#### [Requirement 1]
For each statement, (a), (b) and (c), decide whether the γ9δ2TCR passage agrees with it. Answer yes or no and quote the words of the passage that decide it.
(a) Control cells expressing γ9-G115wt/δ2-G115wt had an E:T50 of 0.3:1.
(b) The increase in cell-cell interactions seen with γ9-G115wt/δ2-cl5wt depended on the presence of pamidronate.
(c) Three single alanine mutations lowered TCR expression by 70% compared with the unmutated δ2-G115wt.
#### [Requirement 2]
Answer each question from the γ9δ2TCR passage.
(a) What method was used to measure cell-cell conjugates between Daudi and T cells?
(b) Which clone supplied the model δCDR3 for alanine mutagenesis?
(c) According to the crystal structure, where are δ2-G115L116, δ2-G115F118, and δ2-G115V124 located?
#### [Requirement 3]
Write the next few sentences of the γ9δ2TCR passage, starting after its final sentence.

#### [Text under study]

☆ ☆ ☆ ☆

To determine whether cell-cell interaction influences the response kinetics differently than pamidronate stimulation, CTE-γ9δ2TCR γ9-G115wt/δ2-cl5wt, which mediates improved functional avidity, and control TCR γ9-G115wt/δ2-G115wt were tested in an E:T titration assay (Figure 1E), and an E:T50 was calculated. Interestingly, T cells with γ9-G115wt/δ2-cl5wt responded differently, with an E:T50 of 0.3:1, compared with an E:T50 of 1:1 calculated for control cells expressing γ9-G115wt/δ2-G115wt. To determine whether the interaction between different TCRs and ligands—and thus the affinity—is indeed increased, cell-cell conjugates between Daudi and T cells expressing either potentially high-affinity (γ9-G115wt/δ2-cl5wt) or low-affinity (γ9-cl3wt/δ2-G115wt) TCRs were measured by flow cytometry. Significantly more cell-cell interactions were observed when γ9-G115wt/δ2-cl5wt was expressed compared with γ9-cl3wt/δ2-G115wt and mock-transduced T cells (Figure 1F). This effect did not depend on the presence of pamidronate (data not shown) and G115wt/δ2-cl5wt is thus a high-affinity γ9δ2TCR. Therefore, CTE appears to be an efficient method to rapidly engineer γ9δ2TCRs with increased affinity, mediating improved functional avidity in transduced T cells.

Residues in δCDR3 and Jδ1 are involved in γ9δ2TCR stability and in mediating functional avidity of engineered αβT cells

To elucidate the molecular requirements of δCDR3 to mediate optimal functional avidity, alanine mutagenesis of a model δCDR3 (clone G115) was performed; the entire Jδ1 segment was included because important residues have also been reported within Jγ1.17  During an initial screening, 5 sequence areas were found to either influence TCR expression or functional avidity of γ9δ2TCR-transduced T cells (data not shown). To clarify the degree to which single residues are responsible for impaired γ9δ2TCR expression and lower TCR-mediated functional avidity, single alanine mutations were generated. The mutated and wild-type δ2-G115 chains were expressed in combination with γ9-G115wt in αβT cells and tested for γ9δ2TCR expression using a δ2-chain–specific Ab (Figure 2A). Three single alanine mutations caused a 70% lower TCR expression compared with the unmutated δ2-G115wt, namely δ2-G115L116A, δ2-G115F118A, and δ2-G115V124A (supplemental Table 2). Comparable results were observed using Abs directed against the γ9-chain or the constant domain of the γδTCR (data not shown), indicating the importance of δ2-G115L116, δ2-G115F118, and δ2-G115V124 for stable TCR expression. The crystal structure of γ9δ2TCR G115 supports our findings: δ2-G115L116, δ2-G115F118, and δ2-G115V124 are located in hydrophobic cores (Figure 2B) and could thus be crucial for the structural stability of the γ9δ2TCR G115.

☆ ☆ ☆ ☆

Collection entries
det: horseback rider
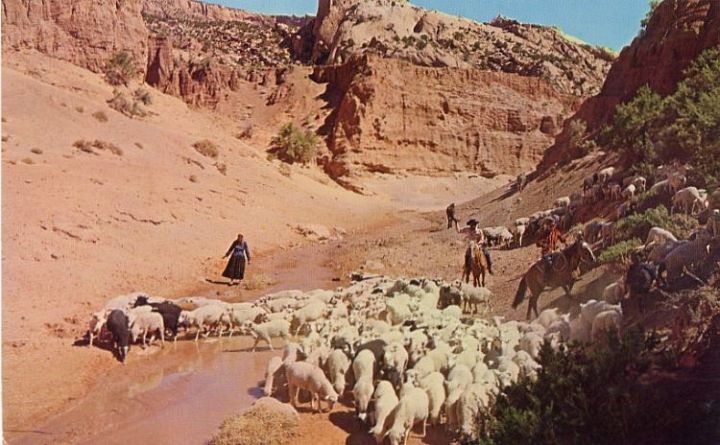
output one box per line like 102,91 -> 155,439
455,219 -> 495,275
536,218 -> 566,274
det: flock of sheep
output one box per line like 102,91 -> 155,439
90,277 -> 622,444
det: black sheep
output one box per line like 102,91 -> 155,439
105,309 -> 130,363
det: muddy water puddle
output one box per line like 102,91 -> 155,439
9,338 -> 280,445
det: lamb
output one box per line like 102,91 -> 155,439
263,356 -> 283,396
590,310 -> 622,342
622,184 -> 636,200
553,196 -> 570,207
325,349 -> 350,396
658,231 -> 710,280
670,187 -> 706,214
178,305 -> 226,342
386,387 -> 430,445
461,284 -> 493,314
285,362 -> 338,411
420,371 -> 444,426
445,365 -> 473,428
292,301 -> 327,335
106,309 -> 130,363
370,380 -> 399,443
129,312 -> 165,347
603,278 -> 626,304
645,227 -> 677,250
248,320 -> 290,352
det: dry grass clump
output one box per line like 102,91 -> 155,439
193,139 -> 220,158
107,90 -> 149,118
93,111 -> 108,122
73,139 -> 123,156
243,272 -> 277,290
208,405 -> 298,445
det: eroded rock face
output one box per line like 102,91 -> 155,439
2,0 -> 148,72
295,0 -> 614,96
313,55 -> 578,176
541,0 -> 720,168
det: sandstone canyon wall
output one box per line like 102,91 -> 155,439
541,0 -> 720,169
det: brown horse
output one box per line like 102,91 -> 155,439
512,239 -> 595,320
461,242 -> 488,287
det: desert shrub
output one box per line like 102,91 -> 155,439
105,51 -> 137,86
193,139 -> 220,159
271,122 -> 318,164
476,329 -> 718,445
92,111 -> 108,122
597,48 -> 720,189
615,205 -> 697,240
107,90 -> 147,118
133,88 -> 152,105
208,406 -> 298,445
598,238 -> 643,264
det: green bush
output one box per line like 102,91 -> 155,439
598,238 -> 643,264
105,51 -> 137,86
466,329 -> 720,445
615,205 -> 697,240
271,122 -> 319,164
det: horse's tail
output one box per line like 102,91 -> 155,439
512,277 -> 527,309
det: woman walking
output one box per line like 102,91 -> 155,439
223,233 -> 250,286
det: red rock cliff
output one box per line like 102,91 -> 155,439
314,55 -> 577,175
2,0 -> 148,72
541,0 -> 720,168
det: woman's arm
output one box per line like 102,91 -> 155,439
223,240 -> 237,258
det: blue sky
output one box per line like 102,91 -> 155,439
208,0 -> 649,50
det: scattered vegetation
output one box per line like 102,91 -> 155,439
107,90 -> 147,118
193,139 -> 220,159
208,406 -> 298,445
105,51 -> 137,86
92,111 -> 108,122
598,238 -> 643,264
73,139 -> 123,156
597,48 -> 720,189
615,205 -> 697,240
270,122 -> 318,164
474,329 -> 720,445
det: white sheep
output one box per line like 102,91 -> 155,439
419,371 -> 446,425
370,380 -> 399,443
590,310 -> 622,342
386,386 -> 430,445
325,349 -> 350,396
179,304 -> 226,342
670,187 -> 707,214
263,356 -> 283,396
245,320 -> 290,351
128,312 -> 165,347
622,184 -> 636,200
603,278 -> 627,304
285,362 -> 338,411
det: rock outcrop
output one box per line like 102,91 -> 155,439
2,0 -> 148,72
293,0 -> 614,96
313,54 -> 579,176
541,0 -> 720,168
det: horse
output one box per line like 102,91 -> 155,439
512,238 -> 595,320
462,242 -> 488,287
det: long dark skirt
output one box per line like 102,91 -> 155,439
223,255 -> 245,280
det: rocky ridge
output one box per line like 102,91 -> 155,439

☆ ☆ ☆ ☆

#### [Exercise response 1]
(a) No: "compared with an E:T50 of 1:1 calculated for control cells expressing γ9-G115wt/δ2-G115wt"
(b) No: "This effect did not depend on the presence of pamidronate"
(c) Yes: "Three single alanine mutations caused a 70% lower TCR expression compared with the unmutated δ2-G115wt"

#### [Exercise response 2]
(a) Flow cytometry
(b) G115
(c) In hydrophobic cores

#### [Exercise response 3]
Figure 2

γ9δ2TCR expression and functional avidity of transduced T cells expressing single alanine mutated δ2 chain of clone G115. (A) Peripheral blood T cells were virally transduced with indicated γ9 and δ2 TCR chains and analyzed by flow cytometry using a δ2-chain specific Ab. Shown is the fold change in mean fluorescent intensity (MFI) with wild-type controls expressing δ2-G115wt. (C) Lytic activity of transductants was tested in a 51Cr-release assay against the tumor target Daudi (E:T, 10:1). Specific lysis is indicated as the fold change in 51Cr-release measured in the supernatant after 5 hours compared with reactivity of unmutated wild-type (δ2-G115wt). Arrows indicate mutations in δ2-G115 that impaired receptor expression (dashed arrows) or functional avidity (solid arrows). (B,D) Crystal structure of γ9δ2TCR G115 indicating relevant amino acids (red arrows), δ-chain (in blue), δCDR3 (in green), and γ-chain (in brown).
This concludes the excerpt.